• [GIVEN TASK]
In the rows below, change every "white cloth" to "pale fabric" and leave everything else the same. Don't include the pictures.

• [DATASET RECORDS]
══════════════════════════════
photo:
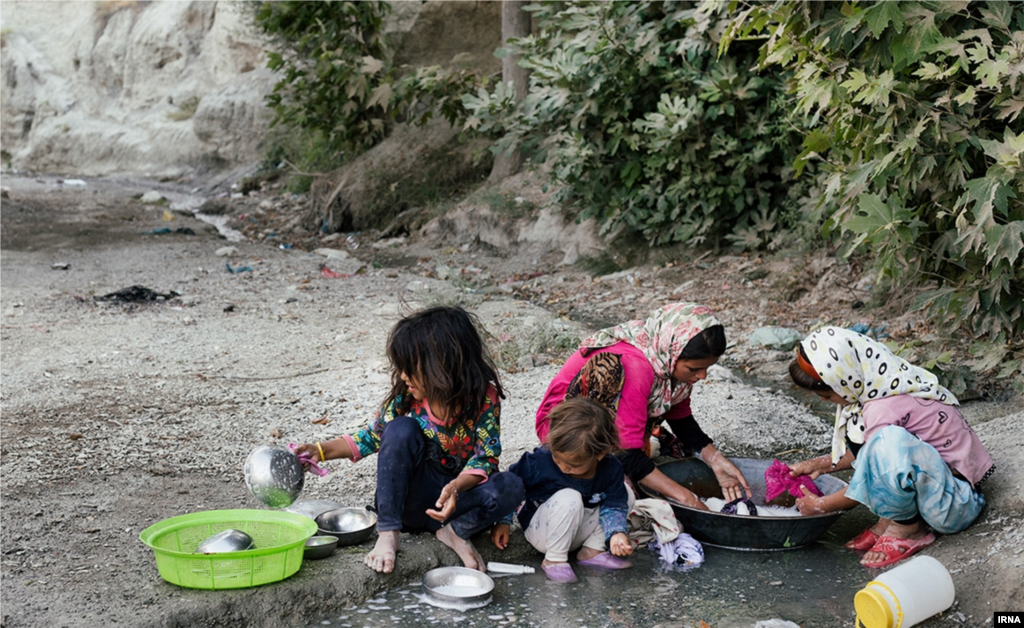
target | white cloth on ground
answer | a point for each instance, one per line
(652, 518)
(682, 553)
══════════════════════════════
• [FINAL RESULT]
photo:
target | pale fabric on ground
answer | a point for each instance, one per line
(652, 518)
(682, 553)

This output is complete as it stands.